§ **EXCERPTED PASSAGE**:
THE abbey of la Trappe, so named from the intricacy of the road that leads to it, is situated not far from Evreux and St. Maurice. On descending a hill near the latter village, the traveller suddenly finds himself at the skirts of a dark forest, which extends over an immense tract of country farther than the eye can reach. Here it becomes necessary to take a guide; for the path becomes so perplexed, that even they who are acquainted with it, are in perpetual danger of losing themselves. The whole of the way is inexpressibly dreary; it is diversified only by a few lone huts, or solitary dilapidated chapels; here and there, beneath the spreading trees, a few decaying crosses. The squirrels, hares and foxes, seem to possess the whole domain undisturbed.

§ **TO-DO LIST**:
- 1) According to the passage on the road to la Trappe, why does it become necessary to take a guide at the edge of the forest? Answer in one to three sentences.
- 2) Pick up the description of the road to the abbey of la Trappe from its last sentence and carry it forward.

§ **SOURCE DATA**:

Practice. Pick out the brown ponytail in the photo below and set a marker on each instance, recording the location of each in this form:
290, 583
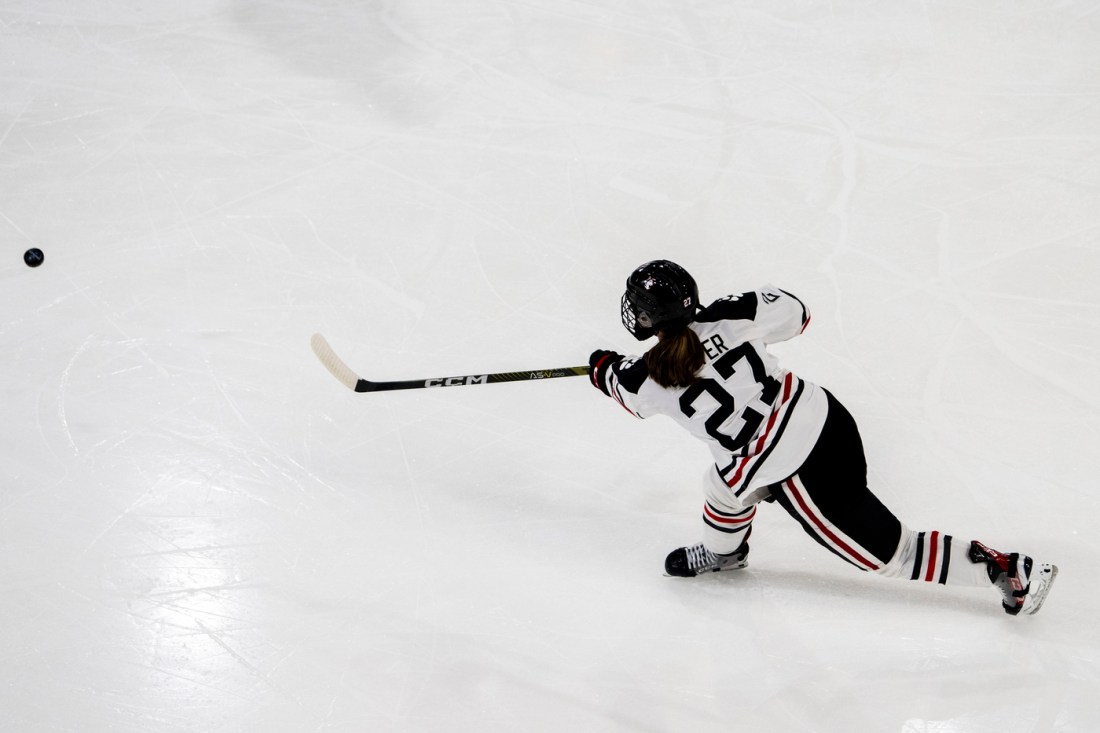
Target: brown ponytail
675, 359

§ **EXPECTED ANSWERS**:
- 1) A guide becomes necessary because the path through the forest is so perplexed that even people who know it are in constant danger of losing their way.

- 2)
After traversing these lonely roads for some hours, the trees grow thicker and more tangled; and soon a very thick wood, clothing the precipitate slope of a hill, presents itself to view. Here a most romantic prospect opens; hills of every varied form are seen, covered with forests, offering the most fanciful varieties of foliage and tint. On penetrating to the middle of this thicket, a little track is pointed out by the guide, if indeed, what scarcely exhibits the vestige of a human

step may be called by that name. A small mark here and there, upon particular trees, is the only direction; even these marks are so faint, that to all not aware of the circumstance, they would be nearly imperceptible. After pursuing this path for about three miles, through a maze of turnings and windings, and through every diversity of rise and fall, another opening in the wood is observed. The traveller then finds himself on the overhanging brow of a hill; the descent of which is clothed with wood, and so perpendicular as to appear impracticable, till he is conducted by the guide to a winding path concealed by the trees, and hollowed out of the side of the rock. It seems impossible to advance a step without falling headlong into the valley beneath.

The prospect is truly awful and striking. On all sides, nothing is visible but hills, rising one beyond the other, and completely covered with dark forests. These extend in endless continuity of solitude. An almost death-like silence and stillness reign all around. Directly below, but at a great depth, is a long and steep valley, so narrow, and so thickly wooded, as to be almost impervious to the rays of the sun.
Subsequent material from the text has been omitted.